Stated exercise: Rewrite each of the items below, swapping every "Guideline" for "Instruction" and changing nothing else.

Records provided:
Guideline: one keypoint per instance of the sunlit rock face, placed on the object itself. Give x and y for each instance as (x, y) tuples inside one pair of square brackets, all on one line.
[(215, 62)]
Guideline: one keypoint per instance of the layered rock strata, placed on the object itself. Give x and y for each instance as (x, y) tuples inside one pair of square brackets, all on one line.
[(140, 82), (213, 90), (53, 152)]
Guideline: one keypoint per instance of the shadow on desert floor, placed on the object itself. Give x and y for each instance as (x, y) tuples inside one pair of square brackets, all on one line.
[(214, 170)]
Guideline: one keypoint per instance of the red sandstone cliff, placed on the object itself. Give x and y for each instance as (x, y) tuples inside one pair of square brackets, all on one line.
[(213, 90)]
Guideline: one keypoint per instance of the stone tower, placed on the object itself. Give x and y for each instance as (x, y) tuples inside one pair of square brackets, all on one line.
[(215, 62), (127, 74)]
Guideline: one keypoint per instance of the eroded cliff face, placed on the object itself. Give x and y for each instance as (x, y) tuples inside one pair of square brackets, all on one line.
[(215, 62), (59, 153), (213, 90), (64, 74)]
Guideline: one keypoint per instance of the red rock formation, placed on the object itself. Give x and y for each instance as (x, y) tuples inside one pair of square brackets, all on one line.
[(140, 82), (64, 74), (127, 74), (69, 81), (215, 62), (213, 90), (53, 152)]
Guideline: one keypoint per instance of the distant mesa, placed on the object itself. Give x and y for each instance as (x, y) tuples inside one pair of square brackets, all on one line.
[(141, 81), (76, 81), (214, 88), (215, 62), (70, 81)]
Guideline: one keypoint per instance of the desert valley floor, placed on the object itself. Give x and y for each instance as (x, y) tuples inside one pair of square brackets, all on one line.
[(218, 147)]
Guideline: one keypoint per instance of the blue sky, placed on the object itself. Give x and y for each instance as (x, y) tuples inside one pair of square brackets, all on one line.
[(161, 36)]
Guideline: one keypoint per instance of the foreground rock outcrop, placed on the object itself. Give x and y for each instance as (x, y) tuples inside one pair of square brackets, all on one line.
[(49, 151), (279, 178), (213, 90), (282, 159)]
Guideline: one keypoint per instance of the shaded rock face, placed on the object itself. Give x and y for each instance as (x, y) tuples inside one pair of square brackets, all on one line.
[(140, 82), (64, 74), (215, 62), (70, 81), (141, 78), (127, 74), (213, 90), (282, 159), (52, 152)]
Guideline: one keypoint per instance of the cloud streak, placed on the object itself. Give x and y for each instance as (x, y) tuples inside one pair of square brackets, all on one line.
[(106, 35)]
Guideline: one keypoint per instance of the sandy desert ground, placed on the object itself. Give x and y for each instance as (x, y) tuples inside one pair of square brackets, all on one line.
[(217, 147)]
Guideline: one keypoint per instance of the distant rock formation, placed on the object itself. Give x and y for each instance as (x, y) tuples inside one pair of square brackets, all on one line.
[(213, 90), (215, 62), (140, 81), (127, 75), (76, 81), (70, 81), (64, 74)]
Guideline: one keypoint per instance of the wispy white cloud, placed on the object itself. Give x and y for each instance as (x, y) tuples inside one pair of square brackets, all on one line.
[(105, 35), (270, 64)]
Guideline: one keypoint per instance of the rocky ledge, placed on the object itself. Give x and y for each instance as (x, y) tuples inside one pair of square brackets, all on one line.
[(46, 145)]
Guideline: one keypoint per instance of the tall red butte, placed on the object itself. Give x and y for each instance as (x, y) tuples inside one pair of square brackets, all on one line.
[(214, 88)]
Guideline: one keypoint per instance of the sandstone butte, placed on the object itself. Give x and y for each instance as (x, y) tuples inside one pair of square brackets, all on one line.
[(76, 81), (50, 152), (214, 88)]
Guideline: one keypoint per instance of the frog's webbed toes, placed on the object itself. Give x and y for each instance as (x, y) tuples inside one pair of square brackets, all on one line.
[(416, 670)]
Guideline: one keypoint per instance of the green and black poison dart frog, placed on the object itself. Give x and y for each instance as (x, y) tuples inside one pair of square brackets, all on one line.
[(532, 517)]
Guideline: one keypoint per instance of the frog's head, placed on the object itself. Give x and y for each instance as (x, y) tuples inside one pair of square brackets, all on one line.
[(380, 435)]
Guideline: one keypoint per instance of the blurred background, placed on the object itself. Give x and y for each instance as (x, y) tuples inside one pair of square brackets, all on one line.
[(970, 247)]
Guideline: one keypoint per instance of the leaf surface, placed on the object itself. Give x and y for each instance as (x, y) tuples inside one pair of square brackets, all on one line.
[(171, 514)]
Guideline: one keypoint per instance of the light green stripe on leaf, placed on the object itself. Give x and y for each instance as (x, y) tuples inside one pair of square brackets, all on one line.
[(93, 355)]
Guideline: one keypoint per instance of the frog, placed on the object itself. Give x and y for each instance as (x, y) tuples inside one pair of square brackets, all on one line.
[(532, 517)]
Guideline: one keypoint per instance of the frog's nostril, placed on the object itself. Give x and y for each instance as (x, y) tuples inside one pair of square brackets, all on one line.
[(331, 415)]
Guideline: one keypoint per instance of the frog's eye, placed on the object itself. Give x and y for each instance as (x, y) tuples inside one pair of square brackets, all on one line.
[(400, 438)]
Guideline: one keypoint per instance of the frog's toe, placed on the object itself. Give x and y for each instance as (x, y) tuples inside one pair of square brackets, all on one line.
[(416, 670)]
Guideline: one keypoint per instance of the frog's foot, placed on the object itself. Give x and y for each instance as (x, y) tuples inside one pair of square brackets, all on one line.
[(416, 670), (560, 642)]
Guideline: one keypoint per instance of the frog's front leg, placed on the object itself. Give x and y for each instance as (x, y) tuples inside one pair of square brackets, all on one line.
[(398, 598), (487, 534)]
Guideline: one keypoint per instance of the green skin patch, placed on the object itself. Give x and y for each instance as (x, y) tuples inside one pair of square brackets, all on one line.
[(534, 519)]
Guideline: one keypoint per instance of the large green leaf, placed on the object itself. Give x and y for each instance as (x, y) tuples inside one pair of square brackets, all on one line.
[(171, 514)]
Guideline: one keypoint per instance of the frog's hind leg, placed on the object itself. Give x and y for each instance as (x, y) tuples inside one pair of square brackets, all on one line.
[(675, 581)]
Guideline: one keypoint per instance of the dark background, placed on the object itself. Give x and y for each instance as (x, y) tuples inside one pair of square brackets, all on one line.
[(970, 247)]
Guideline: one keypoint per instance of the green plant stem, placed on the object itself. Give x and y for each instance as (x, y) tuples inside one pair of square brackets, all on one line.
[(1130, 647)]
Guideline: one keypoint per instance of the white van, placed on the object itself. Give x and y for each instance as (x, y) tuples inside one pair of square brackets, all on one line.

Complete answer:
Instruction: one keypoint per instance of the sunlit rock face, placed on the object itself. Give x and y for each instance as (x, y) tuples inside one pair of square brackets, all on one line.
[(215, 62)]
Instruction: one keypoint per instance of the layered rock strata, placed on the object itself. Give x and y for each instance as (x, y) tuples inside one pair of square brackets, all on one line.
[(140, 82), (213, 90), (53, 152)]
Instruction: one keypoint per instance of the shadow on desert floor, placed on the object itself. Give x and y for each instance as (x, y) tuples inside one pair of square brackets, all on one line.
[(214, 170)]
Instruction: one keypoint per instance of the red sandstone cliff, placed on the object itself. Give x and y for each instance as (x, y) tuples inside one pair of square brackets, all on one line.
[(213, 90)]
Instruction: one keypoint per instance of the stone tower, placed on the object itself. Give x and y for each instance as (x, y) tuples inside one pair of square brackets, all on one line.
[(215, 62), (127, 74)]
Instruction: one keypoint per instance of the eroded cliff face, placed on the object itself. Give x and y for each instance as (x, y) tuples inside one pair of square brackets, all on one line.
[(215, 62), (59, 153), (213, 90), (64, 74)]
Instruction: one keypoint per instance of the red rock formation, placed on the object itself. Give x and y for each instance as (x, y) tuples inside one pair of square brackets, all on one line.
[(140, 82), (64, 74), (127, 74), (69, 81), (215, 62), (213, 90), (53, 152)]
Instruction: one keypoint per instance of the distant mesa, placed on the object itself. Give x and y for each instance as (x, y) tuples inside one pair of square brackets, all on one line.
[(141, 81), (76, 81), (214, 88), (215, 62), (70, 81)]
Instruction: one keypoint per instance of the desert valley floor, placed on the object itself. Give x and y for each instance as (x, y) tuples inside one pair of square brackets, all on one line.
[(218, 147)]
Instruction: one keypoint per instance of the blue sky, placed on the object itself. Give x and y for each instance as (x, y) tuples inside one pair of square brackets, all on one line.
[(161, 36)]
Instruction: one keypoint per instance of the foreground rock outcrop, placed on the object itself. Give x and y for each instance as (x, y) tuples inside one pair of square brackets, all on one line.
[(49, 151), (279, 178), (213, 90), (282, 159)]
Instruction: one keypoint per instance of the shaded rock face, placed on the object itself. Give x and y for each instance as (x, y) tuples inside one pair of square brackets, all on one line.
[(140, 82), (64, 74), (215, 62), (70, 81), (141, 78), (127, 74), (213, 90), (282, 159), (52, 152)]
Instruction: one keypoint per instance of the cloud streak, placed on the object itself. Give x and y for each instance as (x, y) tuples inside one pair of square brackets, all on one line.
[(106, 35)]
Instruction: one keypoint per instance of the sandy desert ground, placed on the object itself. Give x and y for each instance as (x, y) tuples inside one pair of square brackets, all on one line.
[(217, 147)]
Instruction: one keypoint per instance of the distant rock formation, placed on the object itself. Give x and y for each instance as (x, y) tuples inside one pair of square brackets, all on one line.
[(213, 90), (215, 62), (140, 81), (127, 75), (76, 81), (70, 81), (64, 74)]
Instruction: one keypoint per instance of the wispy white cloud, placed on the object itself. Give x and y for each instance as (x, y) tuples inside one pair of square brackets, all on one line.
[(105, 35), (270, 64)]
Instruction: one keypoint per instance of the rocky ledge, placed on the object itself. Give x and y for each instance as (x, y) tuples inside one pair of square brackets, all on one line.
[(46, 145)]
Instruction: one keypoint per instance of the tall red butte, placed on the object itself. Give x and y for each instance as (x, y) tuples inside one pair of square brackets, all on one line.
[(214, 88)]
Instruction: one keypoint per instance of the sandstone butte, placed on the object itself. Give x and y for each instance as (x, y) tuples inside one pair of square brackets, all on one line.
[(76, 81), (50, 152), (214, 88)]
Instruction: one keypoint per instance of the frog's webbed toes, placed on the object itself. Give x and y for each instance as (x, y) tuples inside one pair of square brackets, all on one line.
[(416, 670)]
Instruction: one keypoint per instance of the green and black poison dart frog, placed on the object itself. Give x and y for each instance as (x, y) tuples inside one pair of square brackets, all on one line.
[(532, 517)]
Instruction: one keypoint per instance of the frog's head, placed on the object itself. Give x and y for each instance as (x, y) tuples inside one pair of square brackets, all on one line.
[(380, 435)]
Instruction: one keypoint per instance of the blurred background, placed on the object itself. Give x and y for each instance as (x, y) tuples inside one pair of square brackets, all on one line.
[(970, 247)]
Instruction: one keypoint per instance of the leaf surface, placed on the object itself. Give x and y for each instance as (x, y) tuples inside one pair of square brackets, all on one line.
[(171, 514)]
Instruction: one keypoint per instance of the light green stripe on leaf, placed on the object itself. Give x and y for each instance as (x, y) tuples inside one pair of square brackets, all on one line.
[(93, 355)]
Instruction: one keypoint per instance of the frog, placed on the object itself. Give x and y for each instance as (x, y) tuples inside one pair of square brackets, all on one line.
[(532, 517)]
Instruction: one keypoint per instance of the frog's nostril, placed on the object itself. Give x and y for each instance as (x, y) tuples inside one pair of square brackets, all on one line.
[(331, 415)]
Instruction: one keypoint per instance of the frog's eye, placed on the object itself. Give x and y for each instance as (x, y) tuples inside one pair of square brackets, all on one line.
[(400, 438)]
Instruction: one keypoint per instance of the frog's toe, placed on the object itself. Give x and y for each instance as (x, y) tuples inside one pair of square brackets, all on one line.
[(416, 670)]
Instruction: one keypoint per instance of the frog's foot, placed on the object itself. Give x and y for each instance as (x, y) tuples inside one pair of square brackets, all on one line.
[(416, 670), (560, 642)]
Instruction: one keypoint per instance of the frog's front leg, placed on the object itself. Give x and y for each instance as (x, y) tuples inside one pair of square brackets, all on one line.
[(398, 598), (487, 534)]
Instruction: one keypoint per instance of the green skin patch, placed on the object itself. Give x and y for each instance as (x, y) tuples inside one pair of square brackets, all on one line.
[(534, 519)]
Instruction: one keypoint per instance of the large green leaf, placed on the object itself. Give x and y for each instance as (x, y) tuples inside one pair of square brackets, all on one line.
[(171, 514)]
Instruction: one keypoint per instance of the frog's hind leg, placed on the object itself. Give x and y for each instance as (x, y) tuples inside one pair of square brackets, all on one line.
[(675, 581)]
Instruction: one keypoint per instance of the dark background, placed on the object itself. Give x and y for each instance as (x, y) tuples inside one pair of square brackets, all on one line.
[(970, 247)]
Instruction: one keypoint per instance of the green plant stem, placed on the object itself. Give x and y for each instance as (x, y) tuples inside one pair of square brackets, all on one line.
[(1130, 647)]
Instruction: one keypoint per instance of the white van, placed on the object itself. Give x and y for each instance as (x, y) tuples inside one pair of square brackets, all on one line.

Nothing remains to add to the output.